* _EXERCISE OBJECTIVE_: Exactly the lines from the top of the records below through the one containing "Target: cheek" must be set down, with no line added or dropped.

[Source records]
□ □ □

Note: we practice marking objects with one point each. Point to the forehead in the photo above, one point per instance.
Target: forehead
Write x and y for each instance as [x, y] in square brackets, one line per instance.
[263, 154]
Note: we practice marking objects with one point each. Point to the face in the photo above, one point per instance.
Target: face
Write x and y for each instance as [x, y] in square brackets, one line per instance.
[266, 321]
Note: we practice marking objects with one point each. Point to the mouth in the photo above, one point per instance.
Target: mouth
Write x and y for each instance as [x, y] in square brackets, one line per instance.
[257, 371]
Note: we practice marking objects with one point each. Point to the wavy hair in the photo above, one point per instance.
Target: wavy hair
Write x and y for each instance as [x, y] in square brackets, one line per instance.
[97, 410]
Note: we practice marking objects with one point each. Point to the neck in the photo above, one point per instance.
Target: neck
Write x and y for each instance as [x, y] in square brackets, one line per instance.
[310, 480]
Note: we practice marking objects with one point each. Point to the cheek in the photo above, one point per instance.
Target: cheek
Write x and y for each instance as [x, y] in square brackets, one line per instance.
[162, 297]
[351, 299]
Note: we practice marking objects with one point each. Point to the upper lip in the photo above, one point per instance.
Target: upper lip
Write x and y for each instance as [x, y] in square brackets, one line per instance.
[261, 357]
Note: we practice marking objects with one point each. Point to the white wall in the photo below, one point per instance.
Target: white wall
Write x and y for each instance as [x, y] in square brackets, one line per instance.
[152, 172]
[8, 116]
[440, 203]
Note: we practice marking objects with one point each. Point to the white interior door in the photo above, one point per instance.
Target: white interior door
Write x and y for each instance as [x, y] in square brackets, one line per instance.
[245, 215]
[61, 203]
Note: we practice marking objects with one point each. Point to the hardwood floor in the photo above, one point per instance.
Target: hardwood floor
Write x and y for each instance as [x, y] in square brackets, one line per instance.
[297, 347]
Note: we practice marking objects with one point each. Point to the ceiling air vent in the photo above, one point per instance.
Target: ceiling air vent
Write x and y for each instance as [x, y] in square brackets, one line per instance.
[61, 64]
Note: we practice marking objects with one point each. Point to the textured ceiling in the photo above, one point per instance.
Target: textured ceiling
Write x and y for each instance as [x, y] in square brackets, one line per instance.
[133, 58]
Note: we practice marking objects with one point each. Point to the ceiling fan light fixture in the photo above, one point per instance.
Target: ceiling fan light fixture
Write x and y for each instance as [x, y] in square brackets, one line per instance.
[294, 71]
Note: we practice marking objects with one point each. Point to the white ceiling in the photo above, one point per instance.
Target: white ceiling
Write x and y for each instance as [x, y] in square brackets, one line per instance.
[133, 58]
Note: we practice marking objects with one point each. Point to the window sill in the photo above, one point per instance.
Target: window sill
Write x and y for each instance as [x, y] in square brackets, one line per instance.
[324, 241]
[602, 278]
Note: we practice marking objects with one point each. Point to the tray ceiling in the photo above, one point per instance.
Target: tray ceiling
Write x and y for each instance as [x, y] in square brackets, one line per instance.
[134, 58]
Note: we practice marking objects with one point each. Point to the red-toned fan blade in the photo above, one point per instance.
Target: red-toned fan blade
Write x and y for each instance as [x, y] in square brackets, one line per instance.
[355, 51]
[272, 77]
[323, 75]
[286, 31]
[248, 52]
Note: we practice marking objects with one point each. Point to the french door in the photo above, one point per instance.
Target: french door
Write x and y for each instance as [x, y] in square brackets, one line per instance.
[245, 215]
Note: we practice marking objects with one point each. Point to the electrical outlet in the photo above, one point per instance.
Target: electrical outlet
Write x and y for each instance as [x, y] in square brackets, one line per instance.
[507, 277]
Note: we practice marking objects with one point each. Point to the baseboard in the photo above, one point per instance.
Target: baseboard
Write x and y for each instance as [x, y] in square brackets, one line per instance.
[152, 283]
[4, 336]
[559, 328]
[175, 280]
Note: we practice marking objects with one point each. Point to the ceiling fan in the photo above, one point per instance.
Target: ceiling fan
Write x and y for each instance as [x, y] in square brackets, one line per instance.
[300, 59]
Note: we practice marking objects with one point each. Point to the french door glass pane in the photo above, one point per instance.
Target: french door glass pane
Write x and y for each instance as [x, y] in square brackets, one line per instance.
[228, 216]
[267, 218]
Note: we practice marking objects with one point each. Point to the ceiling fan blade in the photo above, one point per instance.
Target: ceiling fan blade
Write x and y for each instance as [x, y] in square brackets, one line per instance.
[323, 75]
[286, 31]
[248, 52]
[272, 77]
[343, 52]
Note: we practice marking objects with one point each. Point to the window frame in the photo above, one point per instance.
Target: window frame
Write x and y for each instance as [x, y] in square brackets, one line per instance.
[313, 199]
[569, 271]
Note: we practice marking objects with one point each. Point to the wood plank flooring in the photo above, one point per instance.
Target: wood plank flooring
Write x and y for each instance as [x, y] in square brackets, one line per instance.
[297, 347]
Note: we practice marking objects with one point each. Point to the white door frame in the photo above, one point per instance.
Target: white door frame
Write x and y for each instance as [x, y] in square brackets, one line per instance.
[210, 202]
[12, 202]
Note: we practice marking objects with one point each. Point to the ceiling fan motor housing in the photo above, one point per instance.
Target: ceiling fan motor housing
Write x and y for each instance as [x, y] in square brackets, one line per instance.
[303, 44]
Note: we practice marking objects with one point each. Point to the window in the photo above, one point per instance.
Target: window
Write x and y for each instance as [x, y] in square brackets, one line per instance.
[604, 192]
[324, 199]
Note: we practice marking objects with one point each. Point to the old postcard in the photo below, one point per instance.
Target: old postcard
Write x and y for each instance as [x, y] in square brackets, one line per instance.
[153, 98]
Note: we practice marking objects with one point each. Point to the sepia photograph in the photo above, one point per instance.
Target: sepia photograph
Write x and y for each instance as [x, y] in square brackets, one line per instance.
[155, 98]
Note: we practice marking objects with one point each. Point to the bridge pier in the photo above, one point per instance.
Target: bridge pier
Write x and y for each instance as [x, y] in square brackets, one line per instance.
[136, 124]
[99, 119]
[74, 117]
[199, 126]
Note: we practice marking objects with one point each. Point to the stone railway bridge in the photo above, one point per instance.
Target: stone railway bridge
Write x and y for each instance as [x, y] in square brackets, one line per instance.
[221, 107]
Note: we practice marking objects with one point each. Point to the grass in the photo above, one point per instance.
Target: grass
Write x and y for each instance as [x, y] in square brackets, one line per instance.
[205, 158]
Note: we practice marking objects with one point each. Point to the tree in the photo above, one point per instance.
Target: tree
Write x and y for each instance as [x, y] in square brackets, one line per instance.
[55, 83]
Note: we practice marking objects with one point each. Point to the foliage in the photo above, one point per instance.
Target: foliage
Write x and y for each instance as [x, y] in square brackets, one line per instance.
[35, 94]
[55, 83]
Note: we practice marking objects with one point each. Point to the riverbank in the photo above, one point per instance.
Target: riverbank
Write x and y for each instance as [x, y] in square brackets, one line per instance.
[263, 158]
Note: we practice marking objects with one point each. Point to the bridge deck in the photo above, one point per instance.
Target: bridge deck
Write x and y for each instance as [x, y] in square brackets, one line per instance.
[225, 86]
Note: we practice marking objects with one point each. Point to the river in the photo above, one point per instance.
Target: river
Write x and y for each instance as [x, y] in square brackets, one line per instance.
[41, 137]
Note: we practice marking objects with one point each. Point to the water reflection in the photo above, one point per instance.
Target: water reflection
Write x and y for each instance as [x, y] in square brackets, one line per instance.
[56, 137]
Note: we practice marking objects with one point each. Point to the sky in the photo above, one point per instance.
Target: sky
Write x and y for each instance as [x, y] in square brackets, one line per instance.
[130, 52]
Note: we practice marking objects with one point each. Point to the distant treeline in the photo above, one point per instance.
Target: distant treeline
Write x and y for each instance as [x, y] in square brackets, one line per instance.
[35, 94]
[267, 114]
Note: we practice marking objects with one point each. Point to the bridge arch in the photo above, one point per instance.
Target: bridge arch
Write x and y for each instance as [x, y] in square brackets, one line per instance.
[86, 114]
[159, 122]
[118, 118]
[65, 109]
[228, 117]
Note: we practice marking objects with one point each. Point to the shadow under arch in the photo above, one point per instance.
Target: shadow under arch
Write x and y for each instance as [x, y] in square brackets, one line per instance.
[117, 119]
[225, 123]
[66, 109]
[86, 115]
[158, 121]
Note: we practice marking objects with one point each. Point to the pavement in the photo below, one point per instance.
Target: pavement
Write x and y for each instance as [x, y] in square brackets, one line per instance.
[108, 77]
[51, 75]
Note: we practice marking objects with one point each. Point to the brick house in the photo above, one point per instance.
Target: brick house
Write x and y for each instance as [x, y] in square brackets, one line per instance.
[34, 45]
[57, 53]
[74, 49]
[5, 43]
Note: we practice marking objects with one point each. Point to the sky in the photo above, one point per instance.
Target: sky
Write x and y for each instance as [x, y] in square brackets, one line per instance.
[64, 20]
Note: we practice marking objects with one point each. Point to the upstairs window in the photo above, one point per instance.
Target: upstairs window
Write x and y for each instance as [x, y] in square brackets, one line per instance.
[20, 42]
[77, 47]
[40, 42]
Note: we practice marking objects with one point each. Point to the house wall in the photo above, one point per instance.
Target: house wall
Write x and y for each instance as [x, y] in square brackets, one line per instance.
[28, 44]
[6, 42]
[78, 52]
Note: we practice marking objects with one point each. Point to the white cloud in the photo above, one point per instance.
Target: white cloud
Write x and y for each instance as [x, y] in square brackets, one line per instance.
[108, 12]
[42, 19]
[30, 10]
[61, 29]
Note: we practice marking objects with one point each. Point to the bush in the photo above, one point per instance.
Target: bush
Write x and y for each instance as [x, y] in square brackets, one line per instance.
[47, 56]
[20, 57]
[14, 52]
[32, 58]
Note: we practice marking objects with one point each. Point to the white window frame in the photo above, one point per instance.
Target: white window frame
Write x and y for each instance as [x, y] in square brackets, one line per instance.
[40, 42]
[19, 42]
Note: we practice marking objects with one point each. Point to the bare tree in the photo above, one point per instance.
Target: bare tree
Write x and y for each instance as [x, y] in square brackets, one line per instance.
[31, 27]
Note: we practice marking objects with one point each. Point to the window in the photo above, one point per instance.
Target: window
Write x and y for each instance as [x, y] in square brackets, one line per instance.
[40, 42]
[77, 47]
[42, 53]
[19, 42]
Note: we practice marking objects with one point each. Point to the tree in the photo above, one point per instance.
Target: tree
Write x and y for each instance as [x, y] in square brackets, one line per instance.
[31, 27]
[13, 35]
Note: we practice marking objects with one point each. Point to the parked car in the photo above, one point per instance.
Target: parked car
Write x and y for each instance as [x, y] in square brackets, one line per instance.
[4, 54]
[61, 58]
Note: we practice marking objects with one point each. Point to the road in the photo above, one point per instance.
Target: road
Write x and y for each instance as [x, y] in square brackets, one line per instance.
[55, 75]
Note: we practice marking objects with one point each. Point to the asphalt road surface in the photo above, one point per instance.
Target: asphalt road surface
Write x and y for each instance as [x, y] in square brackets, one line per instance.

□ □ □

* _SOLUTION BELOW_:
Note: we practice marking objects with one point each. Point to the forehead in the photo above, one point per instance.
Target: forehead
Write x and y for each instance as [x, y] in square brackets, one line per instance.
[263, 154]
Note: we practice marking objects with one point each. Point to the face in the photo above, one point per instance.
Target: face
Write x and y for each instance as [x, y] in square brackets, one line per instance.
[266, 321]
Note: we practice marking objects with one point each. Point to the mouth in the photo above, one point per instance.
Target: mouth
Write x and y for each instance as [x, y] in square brackets, one line per instance.
[257, 371]
Note: we practice marking objects with one point each. Point to the wavy hair in the photo above, one point per instance.
Target: wavy hair
Write x and y for each instance as [x, y] in square brackets, one line per instance.
[97, 410]
Note: we practice marking objects with one point each. Point to the neck in the photo above, one point per instance.
Target: neck
Write x and y for each instance as [x, y] in square brackets, one line per instance.
[310, 480]
Note: we practice marking objects with one point each. Point to the cheek in the photo above, one point per instance.
Target: cheek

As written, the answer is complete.